(Labeling and segmentation records)
------------------------------
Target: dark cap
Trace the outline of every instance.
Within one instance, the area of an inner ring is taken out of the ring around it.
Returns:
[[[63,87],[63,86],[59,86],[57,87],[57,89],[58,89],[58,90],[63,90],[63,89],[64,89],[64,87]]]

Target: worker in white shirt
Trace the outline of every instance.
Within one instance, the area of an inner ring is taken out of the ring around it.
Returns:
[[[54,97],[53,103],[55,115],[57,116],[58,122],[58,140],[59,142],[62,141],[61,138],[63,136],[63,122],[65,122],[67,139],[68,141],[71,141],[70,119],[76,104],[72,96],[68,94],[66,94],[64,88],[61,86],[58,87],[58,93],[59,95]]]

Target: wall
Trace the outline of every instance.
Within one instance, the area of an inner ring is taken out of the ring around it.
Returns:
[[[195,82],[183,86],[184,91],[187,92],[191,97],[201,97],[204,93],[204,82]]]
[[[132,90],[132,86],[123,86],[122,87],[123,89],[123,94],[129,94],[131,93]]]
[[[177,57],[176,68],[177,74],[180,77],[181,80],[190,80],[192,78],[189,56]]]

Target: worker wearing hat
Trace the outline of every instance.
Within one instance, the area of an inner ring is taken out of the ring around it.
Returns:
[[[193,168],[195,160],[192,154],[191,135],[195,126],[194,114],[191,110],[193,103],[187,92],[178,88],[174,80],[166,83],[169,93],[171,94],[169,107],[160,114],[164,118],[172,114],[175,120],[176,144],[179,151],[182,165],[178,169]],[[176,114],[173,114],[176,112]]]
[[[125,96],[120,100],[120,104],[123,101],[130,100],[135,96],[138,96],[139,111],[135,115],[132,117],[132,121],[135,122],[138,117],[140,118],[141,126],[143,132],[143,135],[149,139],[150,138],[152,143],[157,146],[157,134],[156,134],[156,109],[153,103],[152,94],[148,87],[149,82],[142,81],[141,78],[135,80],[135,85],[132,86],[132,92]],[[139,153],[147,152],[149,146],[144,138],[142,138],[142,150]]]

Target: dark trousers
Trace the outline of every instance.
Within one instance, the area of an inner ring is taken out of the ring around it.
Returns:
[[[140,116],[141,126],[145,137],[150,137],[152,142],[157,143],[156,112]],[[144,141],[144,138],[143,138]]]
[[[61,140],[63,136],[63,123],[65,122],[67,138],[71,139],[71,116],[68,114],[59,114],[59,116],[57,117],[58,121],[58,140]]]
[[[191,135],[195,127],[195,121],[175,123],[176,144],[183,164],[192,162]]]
------------------------------
TASK INSTRUCTIONS — Every line of the data above should be copied exactly.

RESULT —
Target: dark cap
Trace the outline of every instance.
Within one instance, the area of an inner ring is taken out of the ring around it.
Returns:
[[[63,87],[63,86],[59,86],[57,87],[57,89],[58,89],[58,90],[63,90],[63,89],[64,89],[64,87]]]

Target: worker in white shirt
Trace the outline of every instance.
Within one instance, the area of an inner ring is taken out of the ring around it.
Returns:
[[[54,97],[53,103],[55,115],[57,116],[58,122],[58,140],[59,142],[62,141],[61,138],[63,136],[63,122],[65,122],[67,139],[68,141],[71,141],[70,119],[76,104],[72,96],[68,94],[66,94],[64,88],[61,86],[58,87],[58,93],[59,95]]]

Target: wall
Trace the outline of every instance.
Within one instance, the area of an inner ring is taken out of the ring around it.
Returns:
[[[195,82],[183,86],[184,91],[187,92],[191,97],[201,97],[204,93],[204,82]]]
[[[132,90],[132,86],[123,86],[122,87],[123,89],[123,94],[129,94],[131,93]]]
[[[177,57],[176,68],[177,74],[180,77],[181,80],[190,80],[192,78],[189,56]]]

Target: worker wearing hat
Trace the outline of every instance.
Within one instance, the area of an inner ring is taken out of the ring around it.
Returns:
[[[193,168],[195,160],[192,154],[191,135],[195,126],[194,114],[191,110],[193,103],[187,92],[178,88],[174,80],[166,83],[169,93],[171,94],[169,107],[160,114],[164,118],[172,114],[175,120],[176,144],[179,151],[182,165],[178,169]],[[176,114],[173,114],[176,112]]]
[[[125,96],[120,100],[120,104],[123,101],[130,100],[135,96],[138,96],[139,111],[135,115],[132,117],[132,121],[135,122],[138,117],[140,118],[141,126],[143,132],[143,135],[149,139],[150,138],[152,143],[157,146],[157,134],[156,134],[156,109],[153,103],[152,94],[148,87],[149,82],[142,81],[141,78],[135,80],[135,85],[132,86],[132,92]],[[139,153],[147,152],[149,146],[144,138],[142,138],[142,150]]]

Target: dark trousers
Trace the outline of every instance.
Within one instance, the area of an inner ring is taken out of the ring around it.
Returns:
[[[140,116],[141,126],[145,137],[150,137],[152,142],[157,143],[156,112]],[[144,141],[144,138],[143,138]]]
[[[61,140],[63,136],[63,123],[65,122],[67,138],[71,139],[71,116],[68,114],[59,114],[59,116],[57,117],[58,121],[58,140]]]
[[[191,135],[195,127],[195,121],[175,123],[176,144],[183,164],[192,162]]]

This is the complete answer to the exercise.